** Opening AVAILABLE RECORDS block **

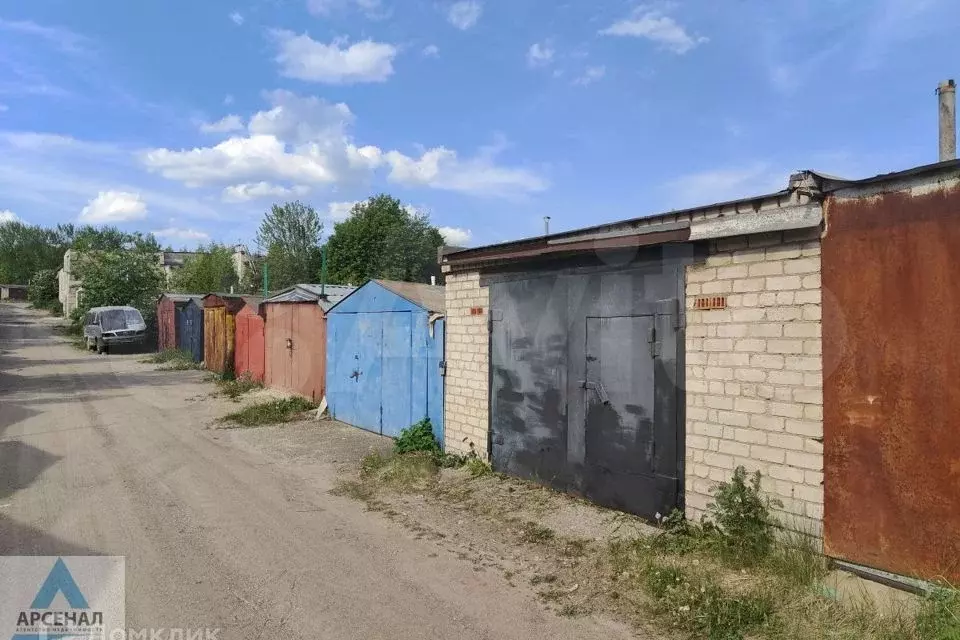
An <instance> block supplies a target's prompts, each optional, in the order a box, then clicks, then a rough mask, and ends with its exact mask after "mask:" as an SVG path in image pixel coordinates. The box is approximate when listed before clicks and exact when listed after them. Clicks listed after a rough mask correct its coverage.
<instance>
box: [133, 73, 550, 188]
mask: <svg viewBox="0 0 960 640" xmlns="http://www.w3.org/2000/svg"><path fill="white" fill-rule="evenodd" d="M265 97H267V99H269V100H270V102H271V105H272V106H271V108H270V109H267V110H264V111H260V112H258V113H255V114H253V115H252V116H251V117H250V118H249V120H248V124H247V133H246V135H234V136H232V137H230V138H228V139H226V140H224V141H222V142H220V143H219V144H217V145H215V146H211V147H198V148H194V149H182V150H174V149H164V148H159V149H150V150H146V151H144V152H143V153H142V154H141V156H140V157H141V161H142V162H143V163H144V165H145V166H146V167H147V168H148V169H149V170H150V171H153V172H156V173H159V174H160V175H162V176H164V177H165V178H168V179H171V180H177V181H180V182H182V183H183V184H185V185H187V186H189V187H199V186H203V185H221V186H222V187H226V189H225V190H224V193H223V197H224V198H225V199H228V200H246V199H250V198H251V197H260V195H261V194H262V195H263V196H267V195H280V193H281V192H280V191H278V190H279V189H285V190H289V189H297V188H299V189H307V188H309V187H315V186H320V185H336V184H342V183H349V182H356V181H359V180H365V179H370V178H371V177H372V174H373V172H375V171H377V170H378V169H381V168H387V169H388V175H387V178H388V180H391V181H393V182H396V183H400V184H406V185H410V186H424V187H429V188H434V189H444V190H450V191H458V192H461V193H469V194H477V195H517V194H521V193H528V192H533V191H542V190H544V189H546V188H547V182H546V180H545V179H543V178H541V177H540V176H539V175H537V174H535V173H534V172H532V171H529V170H527V169H523V168H517V167H505V166H501V165H499V164H497V163H496V162H495V156H496V155H497V154H498V153H499V152H500V151H502V150H503V148H504V144H503V143H502V141H501V142H500V143H499V144H496V145H494V146H492V147H488V148H484V149H481V150H480V152H479V153H478V154H477V156H476V157H472V158H463V159H461V158H460V157H459V156H458V154H457V152H455V151H453V150H450V149H447V148H445V147H436V148H433V149H427V150H424V151H423V152H422V155H421V156H420V157H419V158H411V157H409V156H407V155H405V154H403V153H401V152H399V151H395V150H394V151H385V150H381V149H380V148H379V147H377V146H374V145H360V144H358V143H357V142H355V141H354V139H353V137H352V135H351V133H350V128H351V126H352V124H353V121H354V119H355V118H354V115H353V113H352V112H351V111H350V109H349V107H348V106H347V105H345V104H342V103H339V104H332V103H329V102H326V101H324V100H322V99H320V98H316V97H302V96H297V95H295V94H293V93H291V92H289V91H274V92H271V93H267V94H265ZM294 193H296V191H294ZM283 194H284V195H286V194H288V191H284V192H283Z"/></svg>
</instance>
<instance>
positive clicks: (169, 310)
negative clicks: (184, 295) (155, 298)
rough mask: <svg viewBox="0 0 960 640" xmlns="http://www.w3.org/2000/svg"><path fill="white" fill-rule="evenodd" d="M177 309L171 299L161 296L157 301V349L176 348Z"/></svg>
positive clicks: (176, 338)
mask: <svg viewBox="0 0 960 640" xmlns="http://www.w3.org/2000/svg"><path fill="white" fill-rule="evenodd" d="M176 317H177V309H176V305H175V304H174V302H173V300H171V299H170V298H166V297H164V298H161V299H160V302H158V303H157V350H158V351H165V350H167V349H176V348H177V323H176Z"/></svg>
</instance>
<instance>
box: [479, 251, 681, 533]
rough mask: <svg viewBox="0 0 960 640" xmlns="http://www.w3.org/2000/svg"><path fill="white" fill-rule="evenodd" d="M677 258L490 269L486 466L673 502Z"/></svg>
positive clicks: (677, 382) (600, 491) (676, 331)
mask: <svg viewBox="0 0 960 640" xmlns="http://www.w3.org/2000/svg"><path fill="white" fill-rule="evenodd" d="M679 269H680V267H677V266H665V265H663V264H662V263H659V262H657V263H653V264H651V265H649V266H646V267H640V268H631V269H626V270H624V269H617V270H611V271H609V272H599V273H597V272H593V273H577V272H573V273H569V272H567V273H564V272H559V271H553V272H543V271H534V272H529V273H524V274H513V275H511V276H509V277H503V278H501V279H500V280H499V281H498V280H497V279H495V278H492V279H491V280H490V297H491V299H490V309H491V372H492V389H491V413H490V415H491V431H492V433H491V436H492V459H493V465H494V468H495V469H497V470H499V471H503V472H506V473H510V474H513V475H517V476H520V477H525V478H530V479H533V480H537V481H539V482H543V483H545V484H548V485H551V486H553V487H556V488H558V489H561V490H565V491H571V492H574V493H577V494H580V495H583V496H585V497H587V498H589V499H591V500H593V501H595V502H597V503H600V504H603V505H607V506H611V507H616V508H620V509H624V510H627V511H630V512H633V513H636V514H638V515H641V516H645V517H648V518H652V517H653V516H654V514H656V513H657V512H659V513H663V514H666V513H669V511H670V510H672V509H673V508H674V507H678V506H681V503H682V484H681V481H680V478H682V460H681V457H682V453H683V446H682V442H683V432H682V431H683V430H682V428H680V425H681V424H682V421H681V417H682V407H681V405H680V403H679V401H680V399H681V398H682V396H681V393H680V391H679V387H680V386H682V385H680V380H679V379H678V370H682V368H679V367H678V356H679V355H680V354H679V352H678V344H681V341H680V338H681V336H682V329H681V309H680V306H679V299H680V291H681V287H682V286H683V285H682V279H681V278H680V271H679Z"/></svg>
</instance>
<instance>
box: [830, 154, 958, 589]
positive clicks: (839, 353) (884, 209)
mask: <svg viewBox="0 0 960 640" xmlns="http://www.w3.org/2000/svg"><path fill="white" fill-rule="evenodd" d="M955 176H956V173H955V171H953V175H952V176H949V177H948V178H947V179H944V180H943V181H941V182H939V183H936V184H932V183H933V179H932V178H928V179H927V180H926V182H925V183H919V184H918V183H907V184H902V185H898V187H899V190H896V191H889V189H890V185H887V188H888V192H886V193H883V192H880V193H878V192H876V190H871V191H865V190H862V191H857V190H846V191H845V192H841V193H839V194H837V195H834V196H832V197H830V198H828V200H827V202H826V203H825V205H824V208H825V211H826V213H827V230H826V234H825V235H824V237H823V241H822V247H823V255H822V269H823V296H824V299H823V352H824V356H823V358H824V376H825V380H824V468H825V477H824V547H825V549H826V552H827V553H828V554H830V555H832V556H835V557H839V558H843V559H845V560H849V561H851V562H855V563H859V564H863V565H868V566H872V567H877V568H879V569H884V570H887V571H892V572H895V573H901V574H909V575H916V576H920V577H922V578H927V579H933V578H938V577H942V578H947V579H949V580H951V581H952V582H957V581H960V428H958V416H960V384H958V383H957V381H958V380H960V340H958V336H960V286H958V283H960V251H958V248H960V184H958V181H957V179H956V177H955Z"/></svg>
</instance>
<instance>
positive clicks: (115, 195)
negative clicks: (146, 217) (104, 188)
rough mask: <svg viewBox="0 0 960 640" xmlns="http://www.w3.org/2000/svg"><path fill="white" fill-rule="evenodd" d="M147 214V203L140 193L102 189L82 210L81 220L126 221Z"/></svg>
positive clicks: (80, 215)
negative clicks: (113, 190) (99, 192)
mask: <svg viewBox="0 0 960 640" xmlns="http://www.w3.org/2000/svg"><path fill="white" fill-rule="evenodd" d="M146 216H147V203H146V202H144V201H143V199H142V198H141V197H140V194H138V193H128V192H126V191H101V192H100V193H99V194H98V195H97V197H96V198H94V199H93V200H91V201H90V203H89V204H87V206H85V207H84V208H83V211H81V212H80V221H81V222H89V223H108V222H126V221H129V220H140V219H142V218H145V217H146Z"/></svg>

** Closing AVAILABLE RECORDS block **

_PROBLEM DETAILS_: Rewrite the rows from the first line up to and including the line with "box: [133, 73, 550, 188]", swapping "rough mask" for "coarse mask" and keeping everything else the same. Leave out the pictures.

_RESPONSE FOR THIS EXERCISE_:
An <instance> block supplies a target's prompts, each optional, in the order a box, then clicks, then a coarse mask, and ends with its exact mask after "mask:" as an SVG path in image pixel coordinates. The box is approximate when listed before clicks and exact when listed after them. Clicks listed after a coarse mask correct its coverage.
<instance>
box: [133, 73, 550, 188]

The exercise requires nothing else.